## START Recorded data

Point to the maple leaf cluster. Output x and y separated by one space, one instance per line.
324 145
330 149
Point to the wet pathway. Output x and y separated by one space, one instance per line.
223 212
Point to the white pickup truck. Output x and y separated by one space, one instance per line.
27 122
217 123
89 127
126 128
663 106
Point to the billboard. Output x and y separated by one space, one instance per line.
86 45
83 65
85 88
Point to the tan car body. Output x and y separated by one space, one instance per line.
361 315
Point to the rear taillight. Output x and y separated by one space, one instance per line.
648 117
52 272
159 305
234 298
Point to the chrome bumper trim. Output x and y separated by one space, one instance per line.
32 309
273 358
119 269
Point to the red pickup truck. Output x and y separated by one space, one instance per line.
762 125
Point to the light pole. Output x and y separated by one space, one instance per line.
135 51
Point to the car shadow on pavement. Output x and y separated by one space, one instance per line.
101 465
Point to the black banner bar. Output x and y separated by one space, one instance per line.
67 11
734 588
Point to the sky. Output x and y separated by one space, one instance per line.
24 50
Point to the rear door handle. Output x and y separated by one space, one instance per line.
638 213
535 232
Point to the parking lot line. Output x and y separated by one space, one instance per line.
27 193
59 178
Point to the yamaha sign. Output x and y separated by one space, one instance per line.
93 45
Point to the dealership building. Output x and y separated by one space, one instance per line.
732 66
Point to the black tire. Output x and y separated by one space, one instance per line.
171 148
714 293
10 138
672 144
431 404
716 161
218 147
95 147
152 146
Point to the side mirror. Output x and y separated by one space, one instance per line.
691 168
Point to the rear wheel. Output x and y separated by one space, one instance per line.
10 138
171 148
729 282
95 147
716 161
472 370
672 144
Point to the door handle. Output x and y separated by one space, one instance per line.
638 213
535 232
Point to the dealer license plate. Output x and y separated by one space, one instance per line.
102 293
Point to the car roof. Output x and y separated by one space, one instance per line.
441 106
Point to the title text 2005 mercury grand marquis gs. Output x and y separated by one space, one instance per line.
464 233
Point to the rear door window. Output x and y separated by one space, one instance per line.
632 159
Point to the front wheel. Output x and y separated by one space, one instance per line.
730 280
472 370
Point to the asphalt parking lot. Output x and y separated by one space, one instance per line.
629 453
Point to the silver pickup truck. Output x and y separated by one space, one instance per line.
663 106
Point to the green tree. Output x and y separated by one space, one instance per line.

## END Recorded data

- To be done -
Rewrite every line from the line with "Point to the car roof." through the end of the entries, requests included, and add 73 to each x and y coordinate in the answers.

- Answer to the exercise -
Point to the car roof. Output x and y separated by one space, one instance per line.
514 179
Point to the title text 2005 mercury grand marquis gs. Output x and y separated by one space, one instance per line.
537 306
Point to the rear door window. Output x and y separated by one space, one instance per line.
705 232
Point to the front wheel. Output x and y separated by one space, one instance per line.
803 353
545 443
Point to the asphalt parking lot. Output x and y separated by one space, one instance per line.
702 526
Point to the silver pickup truck. Output x and y separated by one space, one instance per line.
736 179
Point to the green tree. Output x and y separated by one space, one instance per line.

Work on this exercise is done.